What to do
Reproduce the listing below word for word, with no pictures.

Records for processing
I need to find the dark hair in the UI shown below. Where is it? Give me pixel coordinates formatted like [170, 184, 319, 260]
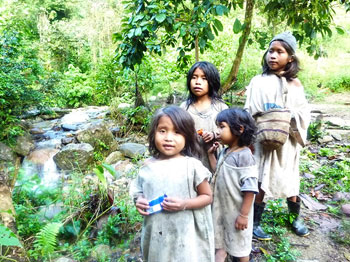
[216, 108, 256, 147]
[184, 61, 223, 107]
[148, 105, 201, 159]
[262, 40, 300, 81]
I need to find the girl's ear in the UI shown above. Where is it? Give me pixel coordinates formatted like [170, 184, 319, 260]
[288, 55, 295, 63]
[239, 125, 244, 134]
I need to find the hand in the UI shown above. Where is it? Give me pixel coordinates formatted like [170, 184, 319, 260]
[235, 214, 248, 230]
[208, 141, 220, 154]
[135, 197, 150, 216]
[202, 131, 215, 143]
[162, 197, 186, 212]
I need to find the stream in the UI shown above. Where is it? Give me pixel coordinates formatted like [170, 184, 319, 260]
[21, 106, 110, 188]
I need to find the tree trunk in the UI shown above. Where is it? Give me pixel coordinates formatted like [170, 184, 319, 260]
[221, 0, 255, 94]
[195, 36, 199, 62]
[134, 71, 146, 107]
[0, 158, 29, 261]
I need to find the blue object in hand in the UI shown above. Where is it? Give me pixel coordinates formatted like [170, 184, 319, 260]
[147, 194, 167, 214]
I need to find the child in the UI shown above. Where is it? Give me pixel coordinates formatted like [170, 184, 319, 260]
[208, 108, 258, 262]
[244, 32, 310, 240]
[180, 61, 228, 171]
[130, 105, 215, 262]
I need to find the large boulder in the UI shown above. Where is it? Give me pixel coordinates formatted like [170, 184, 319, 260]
[13, 133, 35, 156]
[76, 122, 117, 155]
[119, 143, 146, 159]
[53, 143, 94, 171]
[0, 142, 17, 179]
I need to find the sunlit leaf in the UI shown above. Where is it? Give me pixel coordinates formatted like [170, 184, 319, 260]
[233, 18, 242, 34]
[155, 13, 166, 23]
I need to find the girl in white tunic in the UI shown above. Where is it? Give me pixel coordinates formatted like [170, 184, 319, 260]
[180, 61, 228, 171]
[244, 32, 310, 240]
[130, 105, 214, 262]
[208, 108, 258, 262]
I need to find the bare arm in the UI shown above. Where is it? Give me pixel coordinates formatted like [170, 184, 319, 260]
[162, 179, 212, 212]
[207, 141, 220, 171]
[235, 191, 255, 230]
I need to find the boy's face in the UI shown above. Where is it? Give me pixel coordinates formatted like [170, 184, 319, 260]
[190, 68, 209, 98]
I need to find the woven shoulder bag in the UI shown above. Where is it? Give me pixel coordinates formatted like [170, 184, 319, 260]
[255, 108, 291, 150]
[254, 76, 292, 150]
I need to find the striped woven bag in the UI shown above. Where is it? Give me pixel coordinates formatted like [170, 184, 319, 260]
[255, 108, 291, 150]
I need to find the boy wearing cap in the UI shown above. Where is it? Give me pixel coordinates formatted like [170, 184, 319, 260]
[244, 32, 310, 240]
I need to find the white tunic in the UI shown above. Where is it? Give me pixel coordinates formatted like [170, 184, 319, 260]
[212, 148, 258, 257]
[244, 74, 310, 198]
[180, 100, 228, 170]
[130, 156, 215, 262]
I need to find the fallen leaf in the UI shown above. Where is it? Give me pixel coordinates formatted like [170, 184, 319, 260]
[344, 252, 350, 261]
[259, 247, 269, 255]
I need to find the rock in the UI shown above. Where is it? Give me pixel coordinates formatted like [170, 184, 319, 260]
[30, 127, 44, 134]
[76, 122, 114, 155]
[119, 143, 146, 159]
[303, 173, 315, 179]
[53, 143, 94, 171]
[37, 203, 64, 220]
[332, 192, 350, 201]
[54, 257, 76, 262]
[105, 151, 124, 165]
[61, 137, 76, 145]
[110, 126, 121, 136]
[341, 204, 350, 216]
[61, 124, 79, 131]
[27, 148, 59, 165]
[329, 131, 342, 141]
[299, 193, 328, 211]
[118, 103, 131, 109]
[325, 117, 346, 127]
[91, 244, 113, 259]
[0, 142, 16, 162]
[318, 135, 333, 144]
[13, 133, 35, 156]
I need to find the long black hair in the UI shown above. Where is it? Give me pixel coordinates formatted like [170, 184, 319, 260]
[216, 108, 256, 147]
[148, 106, 201, 159]
[184, 61, 223, 108]
[262, 40, 300, 81]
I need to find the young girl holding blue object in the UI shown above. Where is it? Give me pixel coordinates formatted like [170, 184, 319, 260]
[244, 32, 310, 240]
[180, 61, 228, 171]
[208, 108, 258, 262]
[130, 105, 214, 262]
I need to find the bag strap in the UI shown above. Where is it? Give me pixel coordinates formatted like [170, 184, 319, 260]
[210, 148, 232, 194]
[280, 76, 289, 107]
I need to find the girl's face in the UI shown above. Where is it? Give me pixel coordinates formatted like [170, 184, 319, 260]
[190, 68, 209, 99]
[155, 115, 185, 160]
[266, 41, 293, 74]
[217, 121, 236, 147]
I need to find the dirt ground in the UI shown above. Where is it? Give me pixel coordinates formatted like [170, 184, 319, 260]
[249, 92, 350, 262]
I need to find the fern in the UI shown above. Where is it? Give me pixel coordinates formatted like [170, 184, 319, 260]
[34, 222, 62, 258]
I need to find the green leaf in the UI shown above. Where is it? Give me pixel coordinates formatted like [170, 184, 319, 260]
[215, 5, 224, 15]
[135, 27, 142, 36]
[325, 27, 332, 37]
[94, 165, 107, 192]
[155, 13, 167, 23]
[335, 26, 345, 35]
[213, 19, 223, 31]
[102, 163, 120, 178]
[233, 18, 242, 34]
[127, 28, 135, 38]
[0, 224, 22, 247]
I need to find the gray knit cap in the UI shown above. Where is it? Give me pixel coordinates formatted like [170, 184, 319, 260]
[270, 32, 297, 53]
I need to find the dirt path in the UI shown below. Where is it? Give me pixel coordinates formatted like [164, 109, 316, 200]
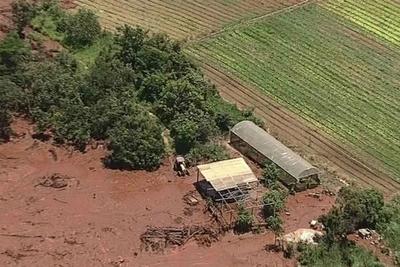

Completed exercise
I need to find the dark hair in the UI shown below. Where is it? Give me pixel coordinates formatted like [170, 184, 319, 260]
[216, 108, 256, 147]
[184, 61, 223, 107]
[148, 105, 201, 159]
[262, 40, 300, 81]
I need to find the girl's ear in the UI shown above. Where is it? Give me pixel coordinates formatted like [170, 184, 319, 260]
[288, 55, 295, 63]
[239, 125, 244, 134]
I need to find the hand in the UI shown above. Where is it? Give me pixel coordinates formatted like [170, 184, 319, 260]
[235, 214, 248, 230]
[208, 141, 220, 154]
[135, 197, 150, 216]
[202, 131, 215, 143]
[162, 197, 186, 212]
I need to find the stream in the UI shown above. Where is it? Give me pixel coordinates formatted like [170, 184, 319, 260]
[21, 106, 110, 188]
I need to find the tree trunk in the UI shown above. Where is it? Give me pixel coordinates formatted like [170, 184, 319, 260]
[221, 0, 255, 94]
[195, 36, 199, 62]
[134, 71, 146, 107]
[0, 158, 29, 261]
I need to find the blue object in hand in the UI shown above. Where is it? Give me pixel coordinates formatted like [170, 184, 319, 260]
[147, 194, 167, 214]
I need to find the child in the UI shown above. Where is it? Give me pixel coordinates formatted like [170, 184, 319, 260]
[208, 108, 258, 262]
[244, 32, 310, 240]
[180, 61, 228, 171]
[130, 105, 215, 262]
I need to find the large boulder in the UI shown above. Where is it? Give me pixel coordinates formatted like [170, 184, 319, 260]
[13, 133, 35, 156]
[76, 122, 117, 155]
[119, 143, 146, 159]
[53, 143, 94, 171]
[0, 142, 17, 179]
I need to find the sunlit leaf in the UI shown above. Where is it? Give me pixel coordinates formatted like [170, 184, 319, 260]
[233, 18, 242, 34]
[155, 13, 166, 23]
I need to find the girl in white tunic in the UI shown above. Where is it? Give me pixel coordinates formatted like [170, 184, 319, 260]
[180, 61, 228, 171]
[244, 32, 310, 240]
[130, 105, 214, 262]
[208, 108, 258, 262]
I need to find the bare arm in the UI shown above. Where is it? Give me pixel coordinates formatted like [170, 184, 319, 260]
[162, 179, 212, 212]
[207, 141, 220, 171]
[235, 191, 255, 230]
I need to find the boy's face in the UI shown above. Where is it? Give me pixel coordinates formatted like [170, 184, 319, 260]
[190, 68, 209, 98]
I need to find the woven shoulder bag in the UI shown above. Where is it? Give me pixel coordinates formatted like [170, 184, 319, 260]
[255, 108, 291, 150]
[254, 76, 292, 150]
I need to find the striped woven bag in the UI shown above. Where is it? Give me pixel coordinates formatted like [170, 184, 319, 260]
[255, 108, 291, 150]
I need to find the boy wearing cap in the UI shown above. Where is it? Give me pixel coordinates formatted like [170, 184, 319, 260]
[244, 32, 310, 240]
I need to find the white tunic in the UI shown above. Where is it? Give me pixel coordinates formatted like [170, 184, 319, 260]
[212, 148, 258, 257]
[244, 74, 310, 198]
[180, 100, 228, 170]
[130, 156, 215, 262]
I need to find the fallen leaf in the UI shown above. Where is it? Give me pixel coordinates formatted like [170, 184, 319, 260]
[344, 252, 350, 261]
[259, 247, 269, 255]
I need to find the rock in the UI shown above. Where is it? Give me pixel coordinates formatted like [170, 184, 319, 260]
[30, 127, 44, 134]
[76, 122, 114, 155]
[119, 143, 146, 159]
[303, 173, 315, 179]
[53, 143, 94, 171]
[37, 203, 64, 220]
[332, 192, 350, 201]
[54, 257, 76, 262]
[105, 151, 124, 165]
[61, 137, 76, 145]
[110, 126, 121, 136]
[341, 204, 350, 216]
[61, 124, 79, 131]
[27, 148, 59, 165]
[329, 131, 342, 141]
[299, 193, 328, 211]
[118, 103, 131, 109]
[325, 117, 346, 127]
[91, 244, 113, 259]
[0, 142, 16, 162]
[318, 135, 333, 144]
[13, 133, 35, 156]
I need to find the long black hair in the UI shown above. Where is it? Give me pixel coordinates formatted like [170, 184, 319, 260]
[216, 108, 256, 147]
[148, 106, 201, 159]
[184, 61, 223, 108]
[262, 40, 300, 81]
I need to find the young girl holding blue object in the UI shown above. Where is it? Give me pixel coordinates formatted like [170, 184, 319, 260]
[244, 32, 310, 240]
[180, 61, 228, 171]
[208, 108, 258, 262]
[130, 105, 214, 262]
I need to find the bag strap in the UI shown above. Where is it? Give me pixel coordinates formatted like [170, 184, 319, 260]
[210, 148, 232, 194]
[280, 76, 289, 107]
I need to find the girl's face in the UI shown above. Where is it? Give me pixel coordinates formatted like [170, 184, 319, 260]
[190, 68, 209, 99]
[155, 115, 185, 160]
[266, 41, 293, 74]
[217, 121, 236, 147]
I need to find the dirt ground in the UI shown above. Where is it? Give me pixel coordinates formatted like [170, 184, 319, 260]
[249, 92, 350, 262]
I need to find the fern in the UI shown above. Where is it? Give me pixel coordinates formatted like [170, 184, 319, 260]
[34, 222, 62, 258]
I need to find the green leaf in the UI shown above. Where is it? Give me pixel coordinates formatted like [170, 184, 319, 260]
[215, 5, 224, 15]
[135, 27, 142, 36]
[325, 27, 332, 37]
[94, 165, 107, 192]
[155, 13, 167, 23]
[335, 26, 345, 35]
[213, 19, 223, 31]
[102, 163, 120, 178]
[233, 18, 242, 34]
[127, 28, 135, 38]
[0, 224, 22, 247]
I need to find the gray knit cap in the UI shown above. Where is it? Give me pixel coordinates formatted like [170, 184, 319, 260]
[270, 32, 297, 53]
I need to find the dirt path in the UI shown below. Where is it? Give me pixel coordinates formatted like [164, 109, 316, 200]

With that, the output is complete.